§ Excerpted records
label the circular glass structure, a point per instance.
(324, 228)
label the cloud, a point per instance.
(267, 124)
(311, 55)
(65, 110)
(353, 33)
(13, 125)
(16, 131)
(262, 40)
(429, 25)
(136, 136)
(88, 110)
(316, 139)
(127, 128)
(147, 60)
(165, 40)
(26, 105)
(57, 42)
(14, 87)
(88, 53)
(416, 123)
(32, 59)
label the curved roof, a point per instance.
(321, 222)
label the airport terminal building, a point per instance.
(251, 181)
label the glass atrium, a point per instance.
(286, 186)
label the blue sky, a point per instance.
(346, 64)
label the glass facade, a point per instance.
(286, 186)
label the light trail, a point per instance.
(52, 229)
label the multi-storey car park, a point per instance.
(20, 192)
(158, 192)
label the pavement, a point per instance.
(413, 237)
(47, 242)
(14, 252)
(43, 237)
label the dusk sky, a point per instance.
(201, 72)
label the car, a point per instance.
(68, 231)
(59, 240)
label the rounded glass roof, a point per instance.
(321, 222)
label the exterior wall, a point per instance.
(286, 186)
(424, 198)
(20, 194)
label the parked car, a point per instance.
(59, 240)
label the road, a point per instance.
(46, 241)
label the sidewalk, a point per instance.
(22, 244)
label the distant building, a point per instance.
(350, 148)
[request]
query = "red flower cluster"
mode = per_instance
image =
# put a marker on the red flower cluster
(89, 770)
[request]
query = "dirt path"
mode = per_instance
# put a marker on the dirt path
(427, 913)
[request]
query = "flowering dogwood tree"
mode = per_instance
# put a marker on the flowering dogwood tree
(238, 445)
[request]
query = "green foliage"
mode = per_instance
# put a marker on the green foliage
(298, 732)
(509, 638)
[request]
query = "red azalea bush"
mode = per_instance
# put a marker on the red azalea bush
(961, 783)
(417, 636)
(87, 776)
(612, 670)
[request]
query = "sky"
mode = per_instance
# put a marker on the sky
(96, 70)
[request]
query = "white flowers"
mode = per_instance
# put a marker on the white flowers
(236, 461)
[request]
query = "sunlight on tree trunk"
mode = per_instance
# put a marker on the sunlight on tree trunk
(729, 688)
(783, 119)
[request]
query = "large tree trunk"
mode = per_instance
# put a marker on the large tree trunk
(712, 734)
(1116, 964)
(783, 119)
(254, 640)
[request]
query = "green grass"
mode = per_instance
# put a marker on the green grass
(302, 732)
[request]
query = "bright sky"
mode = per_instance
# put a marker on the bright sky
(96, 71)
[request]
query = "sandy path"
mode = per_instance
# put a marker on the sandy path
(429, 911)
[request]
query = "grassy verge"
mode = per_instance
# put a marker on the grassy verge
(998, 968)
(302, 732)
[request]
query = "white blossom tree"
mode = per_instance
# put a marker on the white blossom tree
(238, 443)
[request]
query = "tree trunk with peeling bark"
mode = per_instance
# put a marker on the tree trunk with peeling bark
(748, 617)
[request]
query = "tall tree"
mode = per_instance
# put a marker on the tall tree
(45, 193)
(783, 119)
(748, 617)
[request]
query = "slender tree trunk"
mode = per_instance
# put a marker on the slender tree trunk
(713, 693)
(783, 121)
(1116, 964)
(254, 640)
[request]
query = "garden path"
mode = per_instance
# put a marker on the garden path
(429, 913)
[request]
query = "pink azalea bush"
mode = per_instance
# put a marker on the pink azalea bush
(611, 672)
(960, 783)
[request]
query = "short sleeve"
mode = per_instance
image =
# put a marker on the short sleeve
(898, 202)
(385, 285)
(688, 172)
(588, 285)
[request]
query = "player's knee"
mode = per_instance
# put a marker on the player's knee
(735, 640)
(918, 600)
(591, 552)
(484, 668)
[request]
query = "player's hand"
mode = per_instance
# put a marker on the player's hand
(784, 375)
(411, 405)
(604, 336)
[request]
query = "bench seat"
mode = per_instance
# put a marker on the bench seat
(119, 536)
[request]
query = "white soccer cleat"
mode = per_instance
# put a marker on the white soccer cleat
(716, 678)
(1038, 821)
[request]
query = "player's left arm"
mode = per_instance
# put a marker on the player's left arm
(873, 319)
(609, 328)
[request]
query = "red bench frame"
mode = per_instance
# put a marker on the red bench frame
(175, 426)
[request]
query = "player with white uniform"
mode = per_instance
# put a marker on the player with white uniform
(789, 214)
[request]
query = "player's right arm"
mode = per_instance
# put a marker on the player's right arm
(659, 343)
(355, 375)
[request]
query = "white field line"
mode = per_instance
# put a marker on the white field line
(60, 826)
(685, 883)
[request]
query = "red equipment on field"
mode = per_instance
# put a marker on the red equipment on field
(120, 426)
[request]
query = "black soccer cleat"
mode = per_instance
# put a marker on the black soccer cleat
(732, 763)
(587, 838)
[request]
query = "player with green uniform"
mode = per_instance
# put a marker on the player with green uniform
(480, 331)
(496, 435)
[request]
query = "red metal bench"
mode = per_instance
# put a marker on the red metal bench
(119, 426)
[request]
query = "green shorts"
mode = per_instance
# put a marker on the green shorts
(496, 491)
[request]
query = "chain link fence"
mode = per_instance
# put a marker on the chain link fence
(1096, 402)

§ Work instructions
Transcribe the records above in full, exactly as they stand.

§ Response area
label the circular glass structure, a point per instance.
(324, 228)
label the cloud, a point per instance.
(267, 124)
(311, 55)
(65, 110)
(353, 33)
(13, 125)
(16, 131)
(262, 40)
(429, 25)
(136, 136)
(88, 110)
(316, 139)
(127, 128)
(147, 60)
(165, 40)
(26, 105)
(57, 42)
(14, 87)
(88, 53)
(416, 123)
(32, 59)
label the curved roof, a point per instance.
(321, 222)
label the airport terminal building, a point per instance.
(251, 181)
label the glass atrium, a point per instance.
(286, 186)
label the blue sky, a point per instance.
(346, 64)
label the glass facade, a point per instance.
(286, 186)
label the light trail, a point per instance.
(52, 229)
label the multi-storey car park, a point per instance.
(20, 192)
(158, 192)
label the pavement, a point per instance.
(413, 237)
(47, 242)
(14, 252)
(43, 237)
label the dusk sky, a point per instance.
(201, 72)
label the car, a point per instance.
(68, 231)
(59, 240)
label the rounded glass roof, a point per instance.
(321, 222)
label the exterior wall, a point per instance.
(286, 186)
(424, 198)
(20, 194)
label the parked car, a point per instance.
(59, 240)
label the road, a point per instance.
(46, 241)
label the sidewalk, a point per instance.
(22, 244)
label the distant building, a point per instance.
(350, 148)
[request]
query = "red flower cluster"
mode = per_instance
image =
# put a marker on the red flower cluster
(89, 770)
[request]
query = "dirt path"
mode = per_instance
# put a marker on the dirt path
(427, 913)
[request]
query = "flowering dogwood tree"
mode = per_instance
# put a marker on the flowering dogwood tree
(238, 445)
[request]
query = "green foliage"
mode = per_instance
# put a marker on the green foliage
(298, 732)
(509, 638)
[request]
query = "red azalea bush"
mode = per_instance
# put a marker on the red azalea bush
(961, 783)
(417, 636)
(87, 776)
(612, 670)
[request]
query = "sky"
mode = per_instance
# put a marker on the sky
(96, 70)
[request]
query = "white flowers"
mode = per_instance
# put a marker on the white flowers
(236, 461)
[request]
query = "sunlight on tree trunk"
mode = per_instance
# put a marker on the sunlight on tree trunk
(729, 688)
(783, 119)
[request]
query = "large tree trunk"
mode = per_instance
# put a marker on the large tree trunk
(712, 734)
(1116, 964)
(783, 119)
(254, 640)
[request]
query = "green grass"
mode = per_instance
# put a marker on the green grass
(302, 732)
[request]
query = "bright sky"
mode = per_instance
# put a marker on the bright sky
(96, 71)
[request]
query = "sandy path"
mode = per_instance
# put a marker on the sandy path
(429, 911)
[request]
query = "grassy verge"
mode = per_instance
# put a marker on the grassy verge
(998, 968)
(302, 732)
[request]
query = "white blossom tree"
mode = per_instance
# put a marker on the white blossom tree
(238, 443)
[request]
query = "tree trunk with peeling bark"
mode = per_instance
# put a marker on the tree trunk with peeling bark
(748, 617)
[request]
query = "tall tree"
mode = per_instance
# put a marker on the tall tree
(45, 193)
(783, 119)
(748, 617)
[request]
query = "slender tree trunk"
mode = per_instance
# put a marker on the slender tree trunk
(713, 693)
(783, 121)
(1116, 964)
(254, 640)
[request]
query = "garden path"
mode = per_instance
# put a marker on the garden path
(429, 913)
[request]
query = "pink azalea bush"
mode = per_instance
# put a marker on the pink azalea bush
(611, 672)
(960, 783)
[request]
query = "short sleeve"
mode = per_instance
image =
# put a marker on the short sleeve
(898, 202)
(385, 285)
(688, 172)
(588, 285)
[request]
query = "player's knee"
mode = per_instance
# put a marker on the player's knee
(735, 640)
(918, 600)
(591, 552)
(484, 668)
[request]
query = "player's hand"
mode = per_instance
# put a marker on the player's hand
(784, 375)
(411, 405)
(604, 336)
[request]
query = "bench seat"
mode = per_instance
# put a marker on the bench seat
(119, 536)
[request]
query = "white soccer cleat"
mode = per_instance
# put a marker on the white soccer cleat
(716, 678)
(1038, 821)
[request]
query = "player's left arm"
mode = per_instance
# put a marker on the player's left arm
(873, 319)
(609, 328)
[request]
query = "red bench frame"
mode = per_instance
# put a marker on the red bench frame
(175, 426)
[request]
query = "player with white uniform"
mode = per_instance
# put a marker on the player with white uniform
(789, 214)
[request]
query = "player's right arm"
mode = per_instance
# put a marker on the player's right arm
(659, 343)
(355, 375)
[request]
query = "white field line"
mode = per_instance
# put a marker on the white field line
(60, 826)
(685, 883)
[request]
query = "red equipment on field"
mode = per_instance
# put a marker on the red equipment on field
(120, 426)
[request]
query = "black soccer cleat"
mode = per_instance
# put a marker on the black soccer cleat
(732, 763)
(587, 838)
[request]
query = "player with green uniform"
mode = per_instance
# put a marker on the player with green uniform
(480, 331)
(496, 435)
[request]
query = "red metal bench"
mode = per_instance
# put a marker on the red metal bench
(119, 426)
[request]
query = "green shorts"
mode = per_instance
# put a marker on the green shorts
(496, 491)
[request]
query = "chain link fence"
mode = per_instance
# put a marker on the chain link fence
(1096, 402)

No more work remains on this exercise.